## PASSAGE PROVIDED
-*-

So there are 2 important questions to consider: 1st, what is forgivness? And, 2nd when is it appropriate to forgive? The free will requirement might be implied in either question so thinking about forgiveness and it’s connection to freedom is complicated. A further wrinkle: are there different kinds of forgiveness? In a post a few years back (see here) I suggested two distinct kinds of forgiveness. Maybe one kind requires some implicit freedom requirement and the other does not?
Anyway, I’d like to hear what you all think.
[1] For an excellent (!) resource I suggest Brandon Warmke’s chronological bibliography on forgiveness. Here.
[2] In “Freedom and Forgiveness” (2013) Dana Nelkin points out a few flaws with some well-respected views on forgiveness, she also puts begins to lay the groundwork for her own view as well. She also discusses the importance of distinguishing forgetting from forgiving. Anyone interested in forgiveness should give her essay a read. Disclaimer: this piece is in the volume I edited in late 2013.
[3] It’s worth mentioning here that those of us who think that one cannot do morally wrong (or have a moral obligation given OIC) in a determined world (as I suggested that in the post and comment thread here) the concept of forgiveness already seems doomed.
[4] Again, I’m not sure we could hold this initial belief in the first place since we could not take ourselves to be “wronged” as this evaluation could not be true given hard incompatibilism.
[5] A discussion of Stephen Darwall’s second-personal reasons and how they are given up when the objective stance is adopted would be beneficial to help my case here (Darwall 2003).

-*-

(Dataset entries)

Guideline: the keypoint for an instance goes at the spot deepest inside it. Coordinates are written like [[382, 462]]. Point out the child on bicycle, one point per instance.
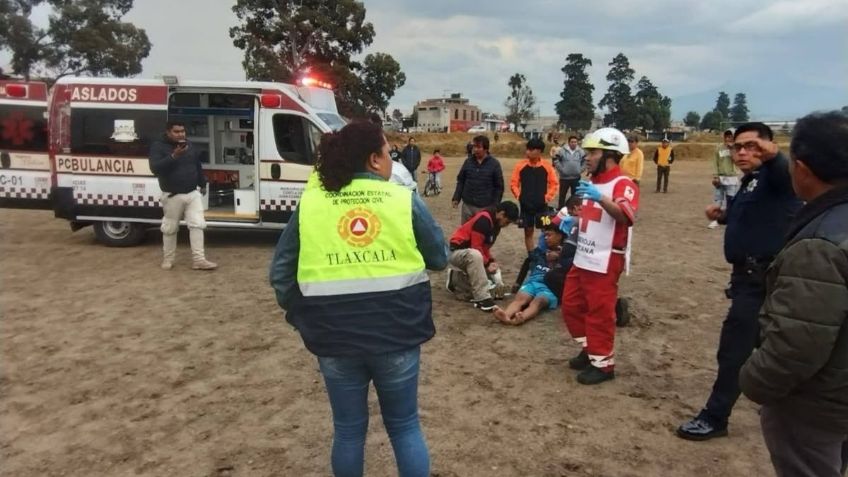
[[435, 166]]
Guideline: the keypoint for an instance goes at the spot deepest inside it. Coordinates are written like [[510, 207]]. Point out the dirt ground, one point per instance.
[[112, 367]]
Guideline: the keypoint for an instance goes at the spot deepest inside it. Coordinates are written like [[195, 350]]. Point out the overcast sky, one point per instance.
[[789, 57]]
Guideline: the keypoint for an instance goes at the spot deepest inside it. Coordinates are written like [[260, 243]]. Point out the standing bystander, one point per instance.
[[534, 183], [633, 164], [569, 164], [411, 158], [800, 371], [725, 180], [757, 220], [663, 158], [479, 183], [176, 163]]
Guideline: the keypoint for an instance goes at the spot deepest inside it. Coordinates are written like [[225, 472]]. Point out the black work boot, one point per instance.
[[579, 362], [593, 375]]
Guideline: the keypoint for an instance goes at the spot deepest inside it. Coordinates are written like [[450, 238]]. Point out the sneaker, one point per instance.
[[204, 265], [499, 292], [700, 430], [622, 312], [593, 375], [579, 362], [486, 304], [449, 282]]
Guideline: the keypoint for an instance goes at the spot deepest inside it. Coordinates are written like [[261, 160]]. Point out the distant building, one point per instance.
[[447, 114]]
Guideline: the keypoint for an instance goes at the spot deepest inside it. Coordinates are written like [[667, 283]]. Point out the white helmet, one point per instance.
[[610, 139]]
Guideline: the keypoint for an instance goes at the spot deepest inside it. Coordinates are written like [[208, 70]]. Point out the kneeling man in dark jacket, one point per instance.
[[800, 371]]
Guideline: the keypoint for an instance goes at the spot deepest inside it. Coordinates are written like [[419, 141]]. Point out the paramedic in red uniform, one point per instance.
[[176, 163], [609, 207]]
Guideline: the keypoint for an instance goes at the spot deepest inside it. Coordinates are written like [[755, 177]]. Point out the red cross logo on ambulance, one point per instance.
[[629, 193], [359, 227]]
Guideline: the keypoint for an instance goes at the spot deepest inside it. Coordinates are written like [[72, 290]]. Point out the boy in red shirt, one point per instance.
[[435, 166], [589, 299]]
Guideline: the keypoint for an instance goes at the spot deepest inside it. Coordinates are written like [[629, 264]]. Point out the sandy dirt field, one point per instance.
[[112, 367]]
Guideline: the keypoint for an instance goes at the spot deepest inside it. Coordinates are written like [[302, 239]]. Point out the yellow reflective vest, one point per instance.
[[357, 240]]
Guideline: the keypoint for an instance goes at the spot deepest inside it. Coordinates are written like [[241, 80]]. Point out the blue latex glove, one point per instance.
[[566, 224], [587, 190]]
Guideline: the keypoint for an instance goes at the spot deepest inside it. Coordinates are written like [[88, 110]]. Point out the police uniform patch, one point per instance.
[[359, 227]]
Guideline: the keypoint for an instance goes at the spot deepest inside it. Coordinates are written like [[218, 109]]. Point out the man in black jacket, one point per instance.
[[411, 158], [176, 164], [479, 184], [757, 220], [800, 371]]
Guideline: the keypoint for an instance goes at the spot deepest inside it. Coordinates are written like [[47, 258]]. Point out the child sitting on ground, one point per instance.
[[534, 296]]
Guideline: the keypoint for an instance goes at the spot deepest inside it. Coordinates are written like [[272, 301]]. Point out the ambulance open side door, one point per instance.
[[24, 158], [287, 150]]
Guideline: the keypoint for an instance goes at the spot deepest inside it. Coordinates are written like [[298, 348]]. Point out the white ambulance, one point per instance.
[[24, 163], [258, 140]]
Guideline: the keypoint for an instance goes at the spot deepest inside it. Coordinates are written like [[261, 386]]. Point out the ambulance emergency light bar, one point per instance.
[[309, 81], [15, 90]]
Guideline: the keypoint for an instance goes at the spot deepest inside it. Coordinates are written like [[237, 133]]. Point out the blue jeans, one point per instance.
[[395, 377]]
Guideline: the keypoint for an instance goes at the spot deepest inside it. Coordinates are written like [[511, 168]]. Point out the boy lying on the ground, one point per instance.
[[534, 296]]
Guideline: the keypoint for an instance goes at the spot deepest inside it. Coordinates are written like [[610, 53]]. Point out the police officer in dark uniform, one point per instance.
[[757, 221]]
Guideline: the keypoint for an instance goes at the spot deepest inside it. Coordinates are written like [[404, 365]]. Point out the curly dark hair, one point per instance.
[[343, 153]]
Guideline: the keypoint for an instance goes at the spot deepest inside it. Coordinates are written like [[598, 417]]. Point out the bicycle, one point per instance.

-*-

## PROBLEMS
a: Extract the portion of the forgiveness text starting with "So there are" and going on through "on forgiveness. Here.".
b: In the forgiveness text, what does Dana Nelkin's essay discuss the importance of distinguishing?
c: Proceed with the forgiveness text from the point where it stops.
The items are separate material from the forgiveness text.

## RESULTS BY TASK
a:
So there are 2 important questions to consider: 1st, what is forgivness? And, 2nd when is it appropriate to forgive? The free will requirement might be implied in either question so thinking about forgiveness and it’s connection to freedom is complicated. A further wrinkle: are there different kinds of forgiveness? In a post a few years back (see here) I suggested two distinct kinds of forgiveness. Maybe one kind requires some implicit freedom requirement and the other does not?
Anyway, I’d like to hear what you all think.
[1] For an excellent (!) resource I suggest Brandon Warmke’s chronological bibliography on forgiveness. Here.

b: Distinguishing forgetting from forgiving.

c:
This is a very intriguing and thoughtful post, thanks Justin. I think I agree with much of what you say here. I find it plausible that forgiveness is central to our close personal relationships, and that apology is a central component of (at least typical cases of) forgiveness. And I think I agree that it is difficult for a moral responsibility skeptic to provide an adequate account of apology. It seems to me that this is because a central component of apology is accepting responsibility for what you have done - accepting not only that you have done something wrong (that you have violated a moral obligation), but also that you deserve blame for it, and are asking to be 'released' from that blame (to put it in Nelkin's terms).
Where I think I disagree is about the suggestion that genuine apology is not tenable if we lack freedom in the sense of being able to do otherwise than we actually do. Now, if you think that freedom in the sense of the ability to do otherwise is necessary for moral responsibility or even for moral obligation, then I can see why you would arrive at that conclusion, since a lack of such freedom would preclude the acceptance that you had done wrong and deserved blame for it. But as I argued on the other thread, I think we can make sense of moral obligation and moral responsibility even if we lack that kind of freedom.
I don't want to wade too much into that debate again here. I just want to suggest that someone who holds the kind of view that I hold is not in any worse position to account for apology than someone who holds your kind of view is. We disagree about what the necessary conditions for genuine moral responsibility and moral obligation are, but unlike the moral responsibility skeptic, I think we agree that typical agents can meet those conditions - and I think that's enough to give a satisfactory account of apology (and of forgiveness as well). Would you agree with that, or do you think that there is something essential that someone who holds my sort of view is missing that is needed to account for apology?
Posted by: Ryan Lake | 01/10/2015 at 06:37 PM
Thanks, Ryan! And nice summary in your first para! Now a brief remark about the source of our disagreement.
You say: "Where I think I disagree is about the suggestion that genuine apology is not tenable if we lack freedom in the sense of being able to do otherwise than we actually do."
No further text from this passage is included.